* **Data listing**:
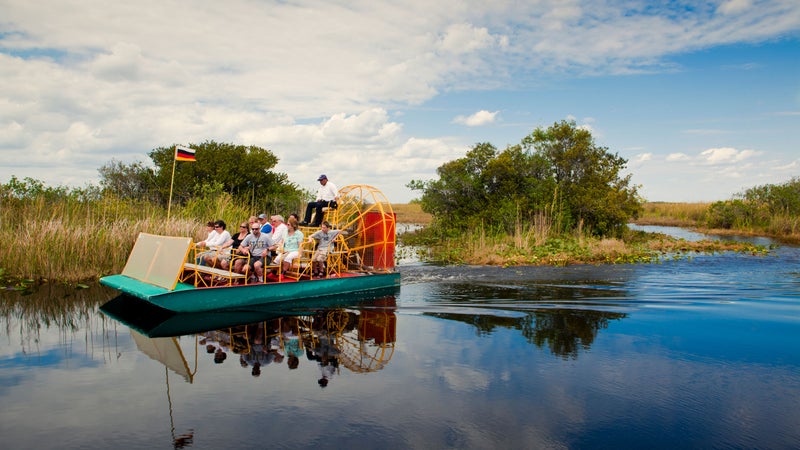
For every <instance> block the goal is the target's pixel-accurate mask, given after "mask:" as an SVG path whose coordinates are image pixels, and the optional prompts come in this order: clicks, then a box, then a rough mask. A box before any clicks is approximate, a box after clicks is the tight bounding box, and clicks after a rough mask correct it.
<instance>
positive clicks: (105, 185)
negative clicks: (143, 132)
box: [98, 159, 161, 202]
mask: <svg viewBox="0 0 800 450" xmlns="http://www.w3.org/2000/svg"><path fill="white" fill-rule="evenodd" d="M98 172H100V187H101V188H102V189H103V192H105V193H111V194H114V195H115V196H117V197H119V198H122V199H131V200H143V199H148V200H151V201H155V202H158V201H159V200H160V198H161V196H160V193H159V192H158V189H157V185H156V182H155V173H154V171H153V169H152V168H150V167H147V166H145V164H144V163H143V162H141V161H136V162H133V163H131V164H124V163H122V162H120V161H117V160H114V159H112V160H111V161H109V162H108V163H106V164H103V165H102V166H101V167H100V168H99V169H98Z"/></svg>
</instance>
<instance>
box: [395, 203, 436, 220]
mask: <svg viewBox="0 0 800 450" xmlns="http://www.w3.org/2000/svg"><path fill="white" fill-rule="evenodd" d="M392 210H393V211H394V213H395V214H397V223H413V224H418V225H427V224H429V223H431V220H433V216H431V215H430V214H428V213H426V212H423V211H422V207H421V206H420V205H419V204H418V203H393V204H392Z"/></svg>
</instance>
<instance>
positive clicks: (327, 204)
mask: <svg viewBox="0 0 800 450" xmlns="http://www.w3.org/2000/svg"><path fill="white" fill-rule="evenodd" d="M317 181H319V184H320V187H319V189H318V190H317V199H316V201H313V202H310V203H309V204H308V206H307V207H306V217H305V219H303V221H302V222H301V223H300V225H303V226H307V225H308V224H309V222H311V213H312V212H313V211H314V210H316V214H315V215H314V223H312V224H311V226H312V227H318V226H319V224H321V223H322V215H323V214H322V208H325V207H328V208H336V207H337V206H338V205H337V204H336V202H338V201H339V191H338V190H337V189H336V185H335V184H333V183H331V182H330V181H328V177H327V176H325V174H322V175H320V176H319V178H317Z"/></svg>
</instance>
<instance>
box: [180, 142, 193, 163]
mask: <svg viewBox="0 0 800 450" xmlns="http://www.w3.org/2000/svg"><path fill="white" fill-rule="evenodd" d="M175 161H194V149H193V148H189V147H184V146H182V145H176V146H175Z"/></svg>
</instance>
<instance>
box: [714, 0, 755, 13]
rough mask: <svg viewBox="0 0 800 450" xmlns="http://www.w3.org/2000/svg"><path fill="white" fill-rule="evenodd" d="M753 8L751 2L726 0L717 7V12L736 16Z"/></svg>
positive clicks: (747, 1)
mask: <svg viewBox="0 0 800 450" xmlns="http://www.w3.org/2000/svg"><path fill="white" fill-rule="evenodd" d="M752 6H753V2H752V0H728V1H726V2H723V3H722V4H720V5H719V8H717V10H718V11H719V12H721V13H722V14H738V13H741V12H744V11H747V10H748V9H750V8H751V7H752Z"/></svg>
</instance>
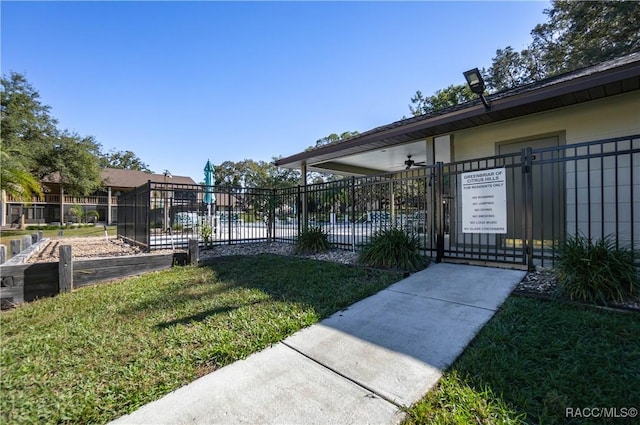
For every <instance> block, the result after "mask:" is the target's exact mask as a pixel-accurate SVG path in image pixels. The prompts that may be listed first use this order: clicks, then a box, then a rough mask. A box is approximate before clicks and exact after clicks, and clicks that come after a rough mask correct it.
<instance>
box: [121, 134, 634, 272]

* **Work request**: Pick out every line above that contains the word "block", and copy each one in full.

* **Written response**:
For every <instance> block the goal is the target's pixel-accurate mask, given after "mask:" as an SVG path whose coordinates are image pixels, and the optional prompts come in this order: clicks, then a box, then a rough mask. A box before any clicks is approximate, a box after clicks is the tight bounding box, and clicks after a rough mask correct it.
For every <instance> block, the result after "mask:" is the target's exact mask as a pixel-accurate SVG path in image pixels. The prompts that may be listed first use this order: clicks, then a box, then a rough mask. A box is approximate before clicks and exact after clicks, and clicks that come after a rough mask correct it.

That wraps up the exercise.